● **Excerpt provided**:

>> start

David Stuart Davies looks at Candide

David Stuart Davies looks at Candide, the best-known work of the prolific French novelist Voltaire.

Candide (1759) is a bright, colourful literary firework display of a novella. With cunning wit and biting satire, Voltaire (1694 -1778) exposes many truths about man’s condition. The author’s main target for criticism is to lampoon the philosophical stance perpetrated by the German philosopher Gottfried Wilhelm Leibniz whose theory was that our Universe is the best possible one that God could have created, an optimistic viewpoint that leads man to be self-satisfied and indolent, accepting the Leibnizian mantra that ‘all is for the best in the best of all possible worlds’. Through this rite of passage story, with the central character Candide, a naïve and impressionable young man, Voltaire attacks and ridicules this theory.

The novella, which was originally published in French, begins with Candide living a sheltered existence, brought up in the household of a powerful Baron. Candide is an open-minded innocent, whose tutor, Pangloss, has instilled in him the belief that we must take what life offers us without question, for ‘all is for the best’. Voltaire cleverly emphasises the nature of these two characters in their names: Candide from the Latin ‘candidus’ meaning ‘white’ for the pure and innocent protagonist; and ‘Pangloss’ meaning ‘all-tongue’ for the blabbing philosopher.
When Candide’s love for the Baron’s rosy-cheeked daughter is discovered, much to the father’s rage, the young man is cast out to make his own way in the world. It is now that he experiences the realities of life, leading him to a slow and painful disillusionment as he witnesses and undergoes great hardships, so different from his secure and pampered existence in the Baron’s castle.

Along with various companions, Candide begins a breathless tour of Europe, South America and Asia, as an outrageous series of disasters befall them – earthquakes, syphilis, a brush with the Inquisition, murder – all sorely testing the young hero’s optimism. The story moves at an exciting pace, carrying the reader along as though enjoyed on a speedy fairground ride. Candide does not try to be a realistic novel: the narrative proceeds by means of incredible coincidences and enormous reversals of fortune; characters are left for dead, and then improbably revived a few pages later when the argument requires their recall. In this genre, the participants are even more subject than usual to the whims of the puppeteer-novelist, who requires them to be here to demonstrate this, and there to demonstrate that.

Although his painful experiences in the real, and in Voltaire’s assessment, the cruel world gradually erodes Candide’s optimistic belief, he and his companions display an instinct for survival that gives them hope in an otherwise sombre setting. At the conclusion of the novel, they all retire together to a simple life on a small farm and it is here that they discover that the secret of happiness is ‘to cultivate one’s garden,’ a practical philosophy that excludes excessive idealism. The message is quite simply timeless. While this tale has a strong philosophical message, it is also remarkably entertaining – a rare combination of elements that bear witness to the brilliance of the author.

>> end

● **Set exercise a**:
Reproduce the passage of the Candide review from "Along with various" up to and including "to demonstrate that.".

(Dataset rows showing where objects appear)
>> start

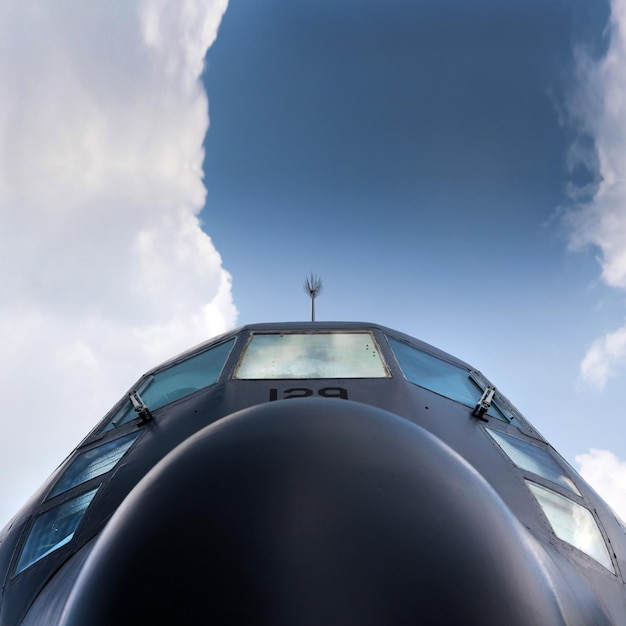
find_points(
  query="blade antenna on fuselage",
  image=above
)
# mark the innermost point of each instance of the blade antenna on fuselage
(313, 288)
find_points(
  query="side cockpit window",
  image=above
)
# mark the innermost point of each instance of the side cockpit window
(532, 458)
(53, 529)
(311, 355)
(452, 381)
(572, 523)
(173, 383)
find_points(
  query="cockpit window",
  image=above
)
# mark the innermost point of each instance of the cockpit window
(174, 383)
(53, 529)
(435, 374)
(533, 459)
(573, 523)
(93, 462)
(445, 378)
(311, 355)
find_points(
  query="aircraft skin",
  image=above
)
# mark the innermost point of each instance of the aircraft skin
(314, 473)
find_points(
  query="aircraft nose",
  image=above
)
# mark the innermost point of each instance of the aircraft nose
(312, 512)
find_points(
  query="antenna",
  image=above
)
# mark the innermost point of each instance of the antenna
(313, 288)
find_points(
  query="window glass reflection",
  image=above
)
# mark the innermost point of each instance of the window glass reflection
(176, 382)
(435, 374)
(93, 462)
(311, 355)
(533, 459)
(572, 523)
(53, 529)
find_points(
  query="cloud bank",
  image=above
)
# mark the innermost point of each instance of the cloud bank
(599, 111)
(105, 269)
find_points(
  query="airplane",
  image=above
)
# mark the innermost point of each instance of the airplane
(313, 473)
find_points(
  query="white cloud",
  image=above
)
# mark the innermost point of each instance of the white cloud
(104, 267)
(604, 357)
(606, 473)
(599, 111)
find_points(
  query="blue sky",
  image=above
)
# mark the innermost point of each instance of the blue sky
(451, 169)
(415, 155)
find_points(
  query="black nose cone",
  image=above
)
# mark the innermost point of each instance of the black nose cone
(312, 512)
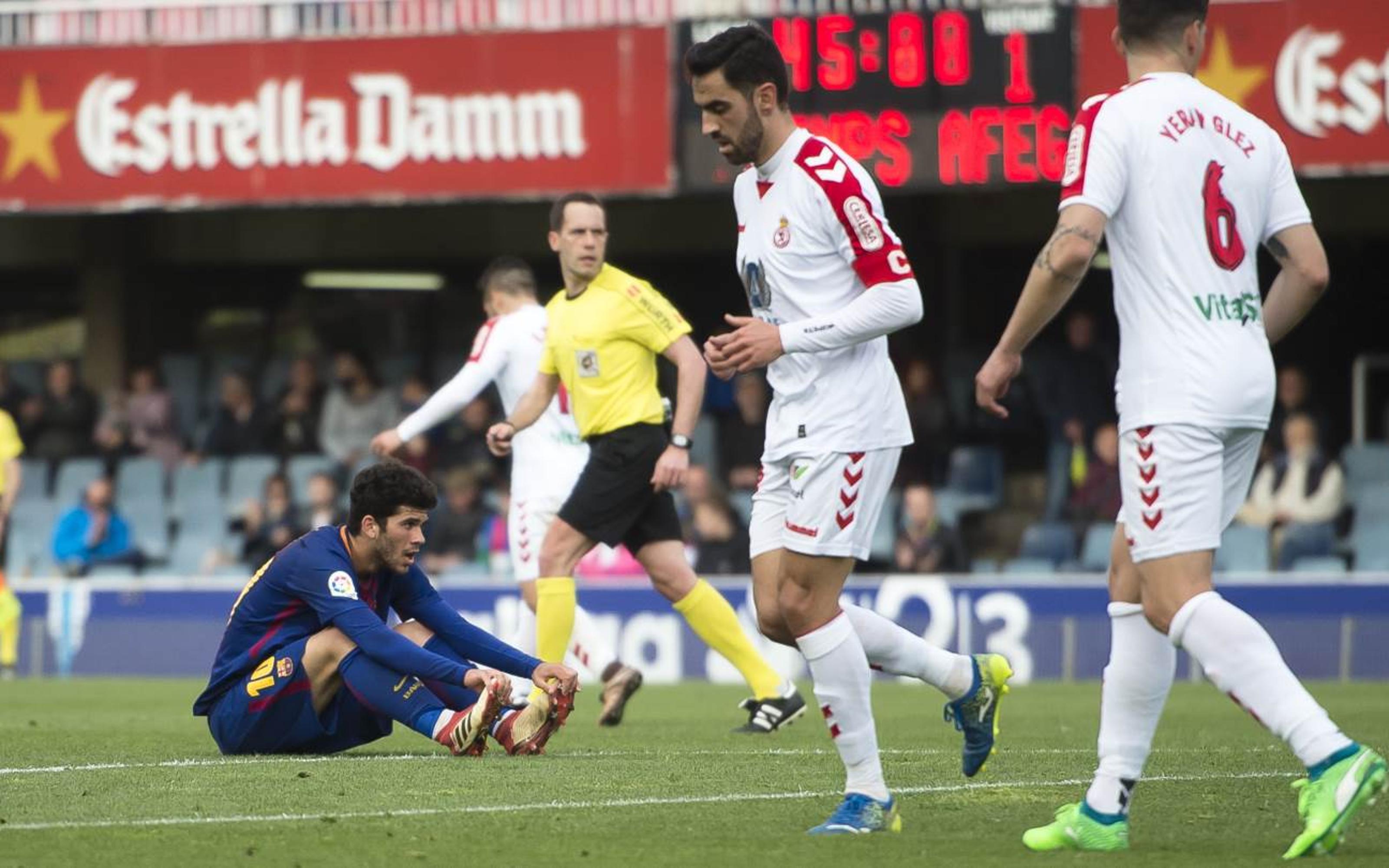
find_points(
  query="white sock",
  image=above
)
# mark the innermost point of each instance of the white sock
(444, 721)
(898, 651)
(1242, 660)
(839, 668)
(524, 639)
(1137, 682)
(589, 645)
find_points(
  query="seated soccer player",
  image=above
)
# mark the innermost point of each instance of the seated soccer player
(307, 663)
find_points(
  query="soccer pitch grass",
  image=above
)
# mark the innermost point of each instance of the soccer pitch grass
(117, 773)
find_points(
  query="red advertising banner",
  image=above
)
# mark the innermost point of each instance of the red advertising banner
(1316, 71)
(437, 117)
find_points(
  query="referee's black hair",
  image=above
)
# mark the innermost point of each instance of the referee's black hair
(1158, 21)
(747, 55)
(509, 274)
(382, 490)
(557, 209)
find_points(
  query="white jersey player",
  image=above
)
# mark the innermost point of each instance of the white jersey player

>> end

● **Set exercise b**:
Identify each line in the records that contains the string "blade", treating case as significant.

● **Output a**:
Along with various companions, Candide begins a breathless tour of Europe, South America and Asia, as an outrageous series of disasters befall them – earthquakes, syphilis, a brush with the Inquisition, murder – all sorely testing the young hero’s optimism. The story moves at an exciting pace, carrying the reader along as though enjoyed on a speedy fairground ride. Candide does not try to be a realistic novel: the narrative proceeds by means of incredible coincidences and enormous reversals of fortune; characters are left for dead, and then improbably revived a few pages later when the argument requires their recall. In this genre, the participants are even more subject than usual to the whims of the puppeteer-novelist, who requires them to be here to demonstrate this, and there to demonstrate that.

● **Output b**:
  query="blade antenna on fuselage",
# mark the innermost point of each instance of the blade antenna on fuselage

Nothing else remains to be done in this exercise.